[Exercise] An exact copy of the listing is what is needed; please output it in full.

[Working data]

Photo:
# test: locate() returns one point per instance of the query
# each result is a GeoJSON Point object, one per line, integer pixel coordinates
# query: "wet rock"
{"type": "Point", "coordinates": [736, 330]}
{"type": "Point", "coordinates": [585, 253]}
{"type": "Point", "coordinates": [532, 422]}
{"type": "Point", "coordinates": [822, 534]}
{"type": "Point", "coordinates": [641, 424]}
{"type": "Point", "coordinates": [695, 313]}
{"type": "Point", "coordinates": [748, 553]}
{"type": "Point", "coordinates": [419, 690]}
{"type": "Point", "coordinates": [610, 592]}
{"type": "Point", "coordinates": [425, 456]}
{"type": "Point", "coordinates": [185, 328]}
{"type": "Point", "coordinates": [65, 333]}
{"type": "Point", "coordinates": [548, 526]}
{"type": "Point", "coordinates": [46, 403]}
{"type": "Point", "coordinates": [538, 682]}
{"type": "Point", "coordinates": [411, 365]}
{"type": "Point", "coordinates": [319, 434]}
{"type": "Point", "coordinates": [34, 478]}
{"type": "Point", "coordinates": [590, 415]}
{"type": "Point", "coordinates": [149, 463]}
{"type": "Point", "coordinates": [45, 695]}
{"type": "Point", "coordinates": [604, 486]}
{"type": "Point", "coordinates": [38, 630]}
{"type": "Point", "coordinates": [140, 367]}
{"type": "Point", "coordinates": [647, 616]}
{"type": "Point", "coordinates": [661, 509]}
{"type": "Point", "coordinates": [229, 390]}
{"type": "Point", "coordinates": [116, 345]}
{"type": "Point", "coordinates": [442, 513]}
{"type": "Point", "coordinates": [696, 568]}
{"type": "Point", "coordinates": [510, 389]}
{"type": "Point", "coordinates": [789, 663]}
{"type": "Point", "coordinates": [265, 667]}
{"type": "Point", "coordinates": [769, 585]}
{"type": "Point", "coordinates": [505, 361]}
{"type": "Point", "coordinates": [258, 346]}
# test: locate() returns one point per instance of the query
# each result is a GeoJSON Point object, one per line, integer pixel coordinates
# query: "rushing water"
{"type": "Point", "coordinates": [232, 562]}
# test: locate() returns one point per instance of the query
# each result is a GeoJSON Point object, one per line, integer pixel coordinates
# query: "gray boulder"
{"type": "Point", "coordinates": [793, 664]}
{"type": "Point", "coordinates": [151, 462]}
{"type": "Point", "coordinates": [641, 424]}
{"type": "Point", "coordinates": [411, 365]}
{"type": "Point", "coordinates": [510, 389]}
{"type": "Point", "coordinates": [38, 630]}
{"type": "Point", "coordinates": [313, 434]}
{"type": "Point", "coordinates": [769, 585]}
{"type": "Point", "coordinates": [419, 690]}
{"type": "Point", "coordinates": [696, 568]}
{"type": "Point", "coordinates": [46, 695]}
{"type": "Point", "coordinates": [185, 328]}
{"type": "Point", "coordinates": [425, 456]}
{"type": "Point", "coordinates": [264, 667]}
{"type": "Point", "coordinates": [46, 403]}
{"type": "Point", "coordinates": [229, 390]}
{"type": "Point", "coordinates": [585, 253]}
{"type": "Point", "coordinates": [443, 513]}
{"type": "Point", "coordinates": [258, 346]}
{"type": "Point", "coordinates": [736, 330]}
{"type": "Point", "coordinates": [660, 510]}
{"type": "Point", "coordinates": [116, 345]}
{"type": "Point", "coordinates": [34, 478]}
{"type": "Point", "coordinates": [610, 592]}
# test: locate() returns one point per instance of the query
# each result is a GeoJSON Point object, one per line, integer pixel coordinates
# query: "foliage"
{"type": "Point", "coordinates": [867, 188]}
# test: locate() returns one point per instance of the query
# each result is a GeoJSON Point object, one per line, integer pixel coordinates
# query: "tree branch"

[Answer space]
Photo:
# test: locate() returns one point per instance of the query
# each result is a GeoJSON Point object, one per line, integer pixel coordinates
# query: "wet rock"
{"type": "Point", "coordinates": [736, 330]}
{"type": "Point", "coordinates": [585, 253]}
{"type": "Point", "coordinates": [532, 422]}
{"type": "Point", "coordinates": [822, 534]}
{"type": "Point", "coordinates": [641, 424]}
{"type": "Point", "coordinates": [695, 313]}
{"type": "Point", "coordinates": [748, 553]}
{"type": "Point", "coordinates": [419, 690]}
{"type": "Point", "coordinates": [610, 592]}
{"type": "Point", "coordinates": [425, 456]}
{"type": "Point", "coordinates": [185, 328]}
{"type": "Point", "coordinates": [65, 333]}
{"type": "Point", "coordinates": [548, 526]}
{"type": "Point", "coordinates": [46, 403]}
{"type": "Point", "coordinates": [538, 682]}
{"type": "Point", "coordinates": [411, 365]}
{"type": "Point", "coordinates": [319, 434]}
{"type": "Point", "coordinates": [34, 478]}
{"type": "Point", "coordinates": [590, 415]}
{"type": "Point", "coordinates": [149, 463]}
{"type": "Point", "coordinates": [45, 695]}
{"type": "Point", "coordinates": [604, 486]}
{"type": "Point", "coordinates": [38, 630]}
{"type": "Point", "coordinates": [140, 367]}
{"type": "Point", "coordinates": [647, 616]}
{"type": "Point", "coordinates": [661, 509]}
{"type": "Point", "coordinates": [229, 390]}
{"type": "Point", "coordinates": [116, 345]}
{"type": "Point", "coordinates": [442, 513]}
{"type": "Point", "coordinates": [696, 568]}
{"type": "Point", "coordinates": [510, 389]}
{"type": "Point", "coordinates": [789, 663]}
{"type": "Point", "coordinates": [265, 667]}
{"type": "Point", "coordinates": [769, 585]}
{"type": "Point", "coordinates": [505, 361]}
{"type": "Point", "coordinates": [258, 346]}
# test: locate() returns one point per instance of the query
# each result is a GeoJSON Point object, one per line, integer pixel coordinates
# query: "rushing water"
{"type": "Point", "coordinates": [232, 562]}
# test: locate() returns one point per instance of the query
# each result is a GeoJSON Point object, one per line, integer pixel coordinates
# query: "gray boulder"
{"type": "Point", "coordinates": [793, 664]}
{"type": "Point", "coordinates": [151, 462]}
{"type": "Point", "coordinates": [641, 424]}
{"type": "Point", "coordinates": [411, 365]}
{"type": "Point", "coordinates": [510, 389]}
{"type": "Point", "coordinates": [38, 630]}
{"type": "Point", "coordinates": [313, 434]}
{"type": "Point", "coordinates": [769, 585]}
{"type": "Point", "coordinates": [419, 690]}
{"type": "Point", "coordinates": [696, 568]}
{"type": "Point", "coordinates": [46, 695]}
{"type": "Point", "coordinates": [185, 328]}
{"type": "Point", "coordinates": [425, 456]}
{"type": "Point", "coordinates": [264, 667]}
{"type": "Point", "coordinates": [46, 403]}
{"type": "Point", "coordinates": [229, 390]}
{"type": "Point", "coordinates": [585, 253]}
{"type": "Point", "coordinates": [443, 513]}
{"type": "Point", "coordinates": [258, 346]}
{"type": "Point", "coordinates": [736, 330]}
{"type": "Point", "coordinates": [660, 510]}
{"type": "Point", "coordinates": [116, 345]}
{"type": "Point", "coordinates": [34, 478]}
{"type": "Point", "coordinates": [610, 592]}
# test: locate() returns one point per instance of the query
# each result is a GeoJSON Point object, one per line, integer pixel coordinates
# query: "foliage"
{"type": "Point", "coordinates": [867, 188]}
# test: locate() returns one point per instance of the query
# each result is a GeoJSON Point object, one per line, integer pixel coordinates
# query: "tree branch"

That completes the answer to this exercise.